[Given information Boundary: Start]

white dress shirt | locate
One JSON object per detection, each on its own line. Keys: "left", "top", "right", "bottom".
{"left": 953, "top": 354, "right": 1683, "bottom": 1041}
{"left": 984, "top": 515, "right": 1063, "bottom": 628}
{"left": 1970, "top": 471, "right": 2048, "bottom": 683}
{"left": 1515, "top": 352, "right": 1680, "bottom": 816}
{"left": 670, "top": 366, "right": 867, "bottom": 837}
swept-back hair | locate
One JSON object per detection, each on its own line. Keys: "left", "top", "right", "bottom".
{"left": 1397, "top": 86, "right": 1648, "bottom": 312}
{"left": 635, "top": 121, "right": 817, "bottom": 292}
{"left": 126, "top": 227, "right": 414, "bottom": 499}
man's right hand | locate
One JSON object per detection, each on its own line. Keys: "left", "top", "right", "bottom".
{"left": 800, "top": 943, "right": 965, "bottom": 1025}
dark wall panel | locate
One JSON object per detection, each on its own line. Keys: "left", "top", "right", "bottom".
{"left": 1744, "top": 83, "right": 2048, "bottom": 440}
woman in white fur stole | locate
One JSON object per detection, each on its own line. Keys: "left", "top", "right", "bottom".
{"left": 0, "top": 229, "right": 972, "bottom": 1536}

[Given information Boundary: End]
[Given information Boundary: Start]

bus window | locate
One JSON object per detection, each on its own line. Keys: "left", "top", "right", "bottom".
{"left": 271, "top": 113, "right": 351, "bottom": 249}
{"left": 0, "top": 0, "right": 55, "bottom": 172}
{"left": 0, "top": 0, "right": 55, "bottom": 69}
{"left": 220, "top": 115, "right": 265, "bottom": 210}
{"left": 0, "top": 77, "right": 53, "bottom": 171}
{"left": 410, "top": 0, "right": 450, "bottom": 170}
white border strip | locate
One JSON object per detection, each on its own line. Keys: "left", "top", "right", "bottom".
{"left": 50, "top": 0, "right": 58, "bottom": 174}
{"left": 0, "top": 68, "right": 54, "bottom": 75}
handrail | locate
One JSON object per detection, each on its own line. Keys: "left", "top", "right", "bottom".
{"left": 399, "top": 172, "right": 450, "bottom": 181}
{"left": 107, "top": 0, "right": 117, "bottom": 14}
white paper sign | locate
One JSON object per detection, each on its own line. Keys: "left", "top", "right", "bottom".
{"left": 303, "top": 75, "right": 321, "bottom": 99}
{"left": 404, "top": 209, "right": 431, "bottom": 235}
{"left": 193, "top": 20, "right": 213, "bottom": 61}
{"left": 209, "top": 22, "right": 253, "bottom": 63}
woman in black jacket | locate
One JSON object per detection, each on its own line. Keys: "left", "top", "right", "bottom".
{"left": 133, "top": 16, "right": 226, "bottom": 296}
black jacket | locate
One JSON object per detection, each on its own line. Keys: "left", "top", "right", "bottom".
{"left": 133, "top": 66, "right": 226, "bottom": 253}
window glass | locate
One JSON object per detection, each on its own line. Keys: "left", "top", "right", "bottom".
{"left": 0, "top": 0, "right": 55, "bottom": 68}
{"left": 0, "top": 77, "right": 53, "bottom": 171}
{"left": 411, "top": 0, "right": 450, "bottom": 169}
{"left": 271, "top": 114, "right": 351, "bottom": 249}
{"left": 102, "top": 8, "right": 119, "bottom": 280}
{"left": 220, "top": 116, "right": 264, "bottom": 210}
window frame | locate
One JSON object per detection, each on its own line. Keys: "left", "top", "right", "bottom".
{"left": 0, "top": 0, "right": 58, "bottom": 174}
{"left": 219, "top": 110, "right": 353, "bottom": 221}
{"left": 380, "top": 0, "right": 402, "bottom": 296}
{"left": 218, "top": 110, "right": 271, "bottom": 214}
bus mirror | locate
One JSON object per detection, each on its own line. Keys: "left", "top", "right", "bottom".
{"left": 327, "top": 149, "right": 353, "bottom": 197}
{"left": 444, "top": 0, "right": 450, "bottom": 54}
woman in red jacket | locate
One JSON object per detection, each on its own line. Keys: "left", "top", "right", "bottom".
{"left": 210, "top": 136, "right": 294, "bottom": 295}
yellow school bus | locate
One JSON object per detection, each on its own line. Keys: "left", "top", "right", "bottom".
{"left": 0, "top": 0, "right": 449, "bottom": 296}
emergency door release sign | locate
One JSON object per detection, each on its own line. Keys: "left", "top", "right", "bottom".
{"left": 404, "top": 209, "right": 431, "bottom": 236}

[Given information Boundary: End]
[Given information Boundary: Start]

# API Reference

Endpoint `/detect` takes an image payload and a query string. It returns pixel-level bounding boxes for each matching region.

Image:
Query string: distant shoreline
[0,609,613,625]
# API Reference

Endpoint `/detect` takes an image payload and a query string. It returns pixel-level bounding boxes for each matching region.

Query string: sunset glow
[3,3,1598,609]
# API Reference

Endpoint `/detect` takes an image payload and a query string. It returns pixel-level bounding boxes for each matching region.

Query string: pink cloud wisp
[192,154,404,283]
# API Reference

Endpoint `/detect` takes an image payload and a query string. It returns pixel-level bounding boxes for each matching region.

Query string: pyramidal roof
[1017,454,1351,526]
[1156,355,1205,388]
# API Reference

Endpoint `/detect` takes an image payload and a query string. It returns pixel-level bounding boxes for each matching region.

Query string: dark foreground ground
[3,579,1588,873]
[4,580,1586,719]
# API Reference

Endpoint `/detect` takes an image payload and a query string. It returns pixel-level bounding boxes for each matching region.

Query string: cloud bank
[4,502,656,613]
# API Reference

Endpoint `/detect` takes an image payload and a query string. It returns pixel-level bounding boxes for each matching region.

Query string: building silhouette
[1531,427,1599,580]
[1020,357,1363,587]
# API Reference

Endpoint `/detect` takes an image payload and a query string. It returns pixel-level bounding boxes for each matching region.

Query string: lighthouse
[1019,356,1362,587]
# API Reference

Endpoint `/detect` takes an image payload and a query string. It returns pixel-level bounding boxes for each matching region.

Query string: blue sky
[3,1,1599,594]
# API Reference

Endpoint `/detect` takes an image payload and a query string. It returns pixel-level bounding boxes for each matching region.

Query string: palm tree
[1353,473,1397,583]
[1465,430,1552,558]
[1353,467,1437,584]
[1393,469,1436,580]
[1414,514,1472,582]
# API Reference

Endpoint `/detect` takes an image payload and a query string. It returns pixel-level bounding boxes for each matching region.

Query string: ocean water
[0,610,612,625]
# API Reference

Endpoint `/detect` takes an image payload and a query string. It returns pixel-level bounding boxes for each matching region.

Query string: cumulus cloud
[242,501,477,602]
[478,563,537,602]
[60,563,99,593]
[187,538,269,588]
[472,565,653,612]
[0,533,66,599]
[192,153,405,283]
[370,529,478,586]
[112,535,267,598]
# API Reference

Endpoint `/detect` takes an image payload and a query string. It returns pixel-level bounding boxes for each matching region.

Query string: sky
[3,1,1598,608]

[Given information Boundary: End]

_What the task requires_. Pull out all lines in the data above that include "woman".

_Task solution_.
woman in white fur stole | locate
woman in black jacket | locate
woman in red jacket | locate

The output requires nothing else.